• Page:
=======

I held a novel in my hands, and in a little while I was tempted to reconcile myself [to men]; I shall not say how different they appeared to me from those I encountered in histories, I shall not note the marvelous world that opened to me at a glance: in {153} the novel I knew man free, in history I knew man subjected to man.
Discourse produces concrete social effects; the novel can alter
subjectivity and motor social change, even for a literary bohemian like
Tarchetti, whose
Tarchetti’s distinction between the freedom of the novel and the subjection of history at first appears a romantic retreat from society to culture, a transcendental aesthetic realm where the subject can regain its self-possession, its autonomy, although at the expense of a withdrawal from political engagement.[2] Tarchetti does in fact revert to romantic expressive theory at various points in the essay, validating an individualistic program of authorial self-expression, transparent discourse, illusionistic response: he favors writers whose
inner life […] remains in such perfect harmony with their works, that the reader is not tempted to say to himself: my emotion is inappropriate, that man wrote to argue a position; we toss away any book that issues only from ingenuity.

=======

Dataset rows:
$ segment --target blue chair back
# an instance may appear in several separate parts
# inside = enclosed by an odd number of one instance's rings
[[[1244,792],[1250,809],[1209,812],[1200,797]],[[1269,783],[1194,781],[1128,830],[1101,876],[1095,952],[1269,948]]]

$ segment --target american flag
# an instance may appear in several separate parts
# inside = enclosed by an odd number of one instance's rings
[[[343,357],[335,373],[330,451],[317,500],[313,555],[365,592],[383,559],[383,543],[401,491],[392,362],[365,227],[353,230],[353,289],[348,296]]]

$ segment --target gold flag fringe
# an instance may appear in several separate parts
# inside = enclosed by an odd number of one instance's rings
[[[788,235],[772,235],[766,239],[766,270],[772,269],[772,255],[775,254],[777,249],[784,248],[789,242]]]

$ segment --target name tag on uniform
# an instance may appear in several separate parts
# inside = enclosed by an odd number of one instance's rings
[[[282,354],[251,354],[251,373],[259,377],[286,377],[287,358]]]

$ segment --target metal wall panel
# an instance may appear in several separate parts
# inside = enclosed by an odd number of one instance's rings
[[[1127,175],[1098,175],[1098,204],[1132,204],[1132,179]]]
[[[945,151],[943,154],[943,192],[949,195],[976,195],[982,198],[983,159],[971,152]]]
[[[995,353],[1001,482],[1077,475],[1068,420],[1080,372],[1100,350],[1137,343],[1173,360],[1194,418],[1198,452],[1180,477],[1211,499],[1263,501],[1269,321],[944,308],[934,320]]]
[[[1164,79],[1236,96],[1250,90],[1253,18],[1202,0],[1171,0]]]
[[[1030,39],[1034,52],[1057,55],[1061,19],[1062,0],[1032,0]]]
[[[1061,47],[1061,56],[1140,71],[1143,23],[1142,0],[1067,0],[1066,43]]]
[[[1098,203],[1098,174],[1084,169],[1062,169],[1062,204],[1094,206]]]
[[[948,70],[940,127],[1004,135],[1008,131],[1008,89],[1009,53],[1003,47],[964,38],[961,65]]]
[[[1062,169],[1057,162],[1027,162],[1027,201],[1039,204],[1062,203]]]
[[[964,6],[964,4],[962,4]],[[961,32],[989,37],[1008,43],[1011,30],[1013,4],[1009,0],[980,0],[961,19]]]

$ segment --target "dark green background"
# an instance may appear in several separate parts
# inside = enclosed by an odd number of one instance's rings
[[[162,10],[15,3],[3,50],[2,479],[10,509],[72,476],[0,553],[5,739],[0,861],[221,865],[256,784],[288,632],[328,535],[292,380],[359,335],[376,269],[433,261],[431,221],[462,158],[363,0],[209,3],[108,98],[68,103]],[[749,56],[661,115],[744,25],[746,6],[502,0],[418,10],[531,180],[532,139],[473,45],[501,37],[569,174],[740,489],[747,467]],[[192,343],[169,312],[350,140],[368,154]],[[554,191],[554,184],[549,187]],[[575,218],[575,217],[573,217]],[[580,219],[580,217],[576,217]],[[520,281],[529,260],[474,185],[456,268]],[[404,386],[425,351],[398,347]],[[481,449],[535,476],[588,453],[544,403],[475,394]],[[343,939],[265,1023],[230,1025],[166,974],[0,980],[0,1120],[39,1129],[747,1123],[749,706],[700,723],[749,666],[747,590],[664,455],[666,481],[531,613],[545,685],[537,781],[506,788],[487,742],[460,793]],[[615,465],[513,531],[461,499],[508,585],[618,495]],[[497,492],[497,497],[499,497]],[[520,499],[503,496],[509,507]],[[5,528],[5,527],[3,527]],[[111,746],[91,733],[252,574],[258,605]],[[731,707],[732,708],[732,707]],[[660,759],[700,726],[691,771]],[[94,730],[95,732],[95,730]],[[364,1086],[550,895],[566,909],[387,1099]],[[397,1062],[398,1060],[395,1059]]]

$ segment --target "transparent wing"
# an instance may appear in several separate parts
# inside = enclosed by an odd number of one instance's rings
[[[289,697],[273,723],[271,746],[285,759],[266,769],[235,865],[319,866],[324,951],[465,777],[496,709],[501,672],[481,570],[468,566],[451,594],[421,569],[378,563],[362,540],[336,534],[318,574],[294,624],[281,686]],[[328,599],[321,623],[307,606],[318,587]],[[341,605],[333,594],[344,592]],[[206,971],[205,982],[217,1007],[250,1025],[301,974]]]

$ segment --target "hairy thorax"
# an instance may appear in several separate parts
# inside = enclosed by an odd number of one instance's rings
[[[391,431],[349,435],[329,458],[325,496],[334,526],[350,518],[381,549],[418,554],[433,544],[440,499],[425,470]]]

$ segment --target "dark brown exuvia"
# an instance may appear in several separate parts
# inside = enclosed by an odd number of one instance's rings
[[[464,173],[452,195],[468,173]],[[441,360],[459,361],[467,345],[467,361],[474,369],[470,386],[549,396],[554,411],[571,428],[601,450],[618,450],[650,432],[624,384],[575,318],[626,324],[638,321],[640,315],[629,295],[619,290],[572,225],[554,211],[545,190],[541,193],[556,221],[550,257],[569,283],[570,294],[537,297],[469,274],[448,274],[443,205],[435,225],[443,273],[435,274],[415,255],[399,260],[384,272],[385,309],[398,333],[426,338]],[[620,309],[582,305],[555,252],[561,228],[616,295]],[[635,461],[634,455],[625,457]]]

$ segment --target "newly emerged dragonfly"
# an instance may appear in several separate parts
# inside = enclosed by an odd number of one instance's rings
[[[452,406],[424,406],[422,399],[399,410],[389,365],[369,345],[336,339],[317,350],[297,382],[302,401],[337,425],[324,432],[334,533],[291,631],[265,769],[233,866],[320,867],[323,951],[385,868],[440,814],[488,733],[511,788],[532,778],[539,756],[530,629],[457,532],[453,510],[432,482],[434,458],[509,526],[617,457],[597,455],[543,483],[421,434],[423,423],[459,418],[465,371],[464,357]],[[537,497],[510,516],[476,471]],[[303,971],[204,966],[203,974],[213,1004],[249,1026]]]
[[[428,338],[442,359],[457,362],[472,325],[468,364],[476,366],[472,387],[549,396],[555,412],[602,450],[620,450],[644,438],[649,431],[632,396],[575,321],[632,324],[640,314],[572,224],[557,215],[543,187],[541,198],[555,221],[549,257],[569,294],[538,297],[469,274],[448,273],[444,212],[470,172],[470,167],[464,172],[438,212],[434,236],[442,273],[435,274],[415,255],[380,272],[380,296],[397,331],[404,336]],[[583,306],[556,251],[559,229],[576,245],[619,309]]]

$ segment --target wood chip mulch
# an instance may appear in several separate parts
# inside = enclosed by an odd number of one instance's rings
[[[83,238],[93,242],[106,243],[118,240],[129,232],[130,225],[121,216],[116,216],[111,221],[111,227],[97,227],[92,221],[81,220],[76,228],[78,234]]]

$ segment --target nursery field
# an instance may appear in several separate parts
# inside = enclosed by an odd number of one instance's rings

=======

• Challenge:
Answer these questions using the passage on Tarchetti above:
(a) According to the opening quotation, how was man known in the novel, and how was he known in history?
(b) What does the passage say about the inner life of the writers Tarchetti favors?
(c) What kind of book do "we toss away"?

• Problem solution:
(a) In the novel, man was known as free. In history, man was known as subjected to man.
(b) Their inner life remains in such perfect harmony with their works that the reader is not tempted to think the writer wrote to argue a position.
(c) Any book that issues only from ingenuity.